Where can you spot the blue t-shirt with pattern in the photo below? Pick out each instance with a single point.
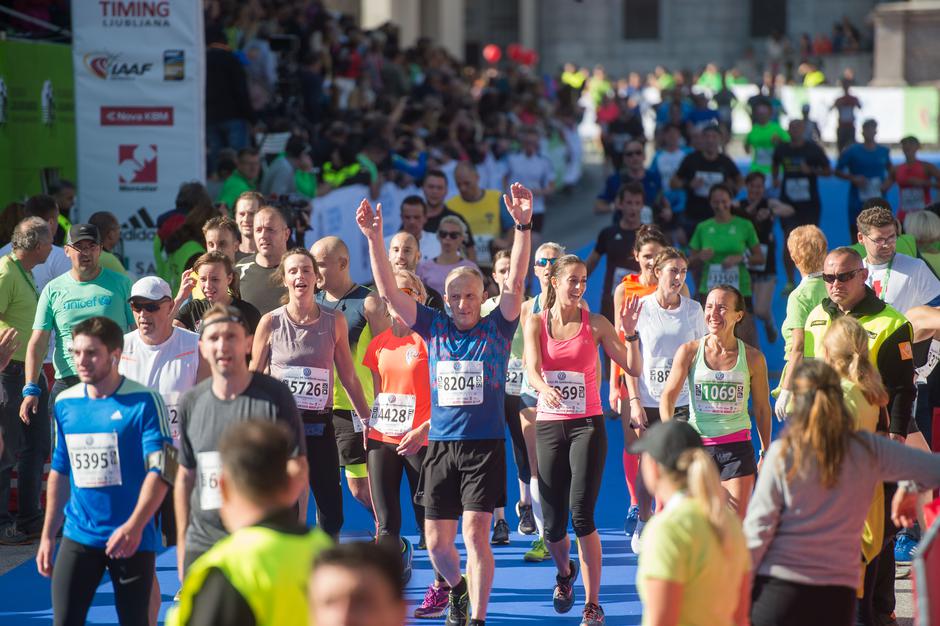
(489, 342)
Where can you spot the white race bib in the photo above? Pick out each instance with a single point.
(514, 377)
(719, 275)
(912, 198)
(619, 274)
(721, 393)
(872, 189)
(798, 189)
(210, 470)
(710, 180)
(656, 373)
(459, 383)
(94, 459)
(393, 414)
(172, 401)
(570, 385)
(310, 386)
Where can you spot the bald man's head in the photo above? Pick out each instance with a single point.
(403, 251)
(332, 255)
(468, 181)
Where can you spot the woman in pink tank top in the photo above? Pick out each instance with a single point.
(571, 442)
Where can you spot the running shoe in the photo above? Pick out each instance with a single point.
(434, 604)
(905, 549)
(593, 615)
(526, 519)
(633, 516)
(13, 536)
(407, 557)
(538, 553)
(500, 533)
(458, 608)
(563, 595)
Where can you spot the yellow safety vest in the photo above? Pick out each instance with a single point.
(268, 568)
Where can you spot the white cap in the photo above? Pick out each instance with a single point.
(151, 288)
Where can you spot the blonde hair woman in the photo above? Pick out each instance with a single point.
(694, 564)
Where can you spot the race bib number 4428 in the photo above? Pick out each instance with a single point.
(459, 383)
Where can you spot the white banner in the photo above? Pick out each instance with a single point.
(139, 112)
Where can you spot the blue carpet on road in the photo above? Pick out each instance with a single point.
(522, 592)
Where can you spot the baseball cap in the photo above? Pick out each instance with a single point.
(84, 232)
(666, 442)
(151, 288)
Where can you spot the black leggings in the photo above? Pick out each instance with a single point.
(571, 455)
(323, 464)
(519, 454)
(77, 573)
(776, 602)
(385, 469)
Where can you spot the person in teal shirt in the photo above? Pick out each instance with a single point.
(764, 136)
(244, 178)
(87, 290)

•••••

• **THE PROBLEM**
Please write out all of the items above word for word, leaving out the picture.

• **SOLVED PROBLEM**
Where can you spot the blue t-shirt with pattern in the photo below? Pick out each instance with a single point.
(489, 342)
Where can you spot the white race bib in the photo above? Pick out each instance with a single point.
(514, 377)
(719, 275)
(912, 198)
(619, 274)
(721, 393)
(872, 189)
(798, 189)
(210, 470)
(710, 180)
(656, 373)
(459, 383)
(94, 459)
(393, 414)
(172, 401)
(570, 385)
(310, 386)
Where can you spot the bald man's head in the photo above? Pick out each instance with a single point.
(403, 251)
(332, 255)
(468, 181)
Where can you spot the woman in pink tank top in the photo above? Pick out each instance with a single point.
(571, 442)
Where can you spot the running shoe in the photo above? Pick out each instance with a single point.
(434, 604)
(905, 549)
(593, 615)
(526, 519)
(633, 516)
(13, 536)
(407, 557)
(538, 553)
(500, 533)
(458, 608)
(563, 595)
Where can you spot the yellow safety vest in the photo above? Pick out each instance with a single point.
(268, 568)
Where can you spot the white cap in the photo above? Pick out each instance with a single point.
(151, 288)
Where can you spot the blonde hair woman in the photo above? Pick out each instance with a single point.
(694, 564)
Where can you spot the race bib number 4428 in the photo above? Pick out each instance with a single point.
(459, 383)
Where can you spot the white banner in the photo above? Pick out each instance with a single point.
(139, 112)
Where can you spot the blue carpet on road in the photo above? Pick out each instance with a single point.
(522, 592)
Where can you spot the baseball cap in the photo above? Pick out each instance with a single point.
(84, 232)
(666, 442)
(151, 288)
Where can you spot the black leggings in the photo above? Pick out each instance with a single point.
(571, 455)
(323, 464)
(519, 454)
(77, 573)
(776, 602)
(385, 469)
Where can you spot the person in teal shirt in the photo above? Pick out each instance with a single point.
(764, 136)
(244, 178)
(87, 290)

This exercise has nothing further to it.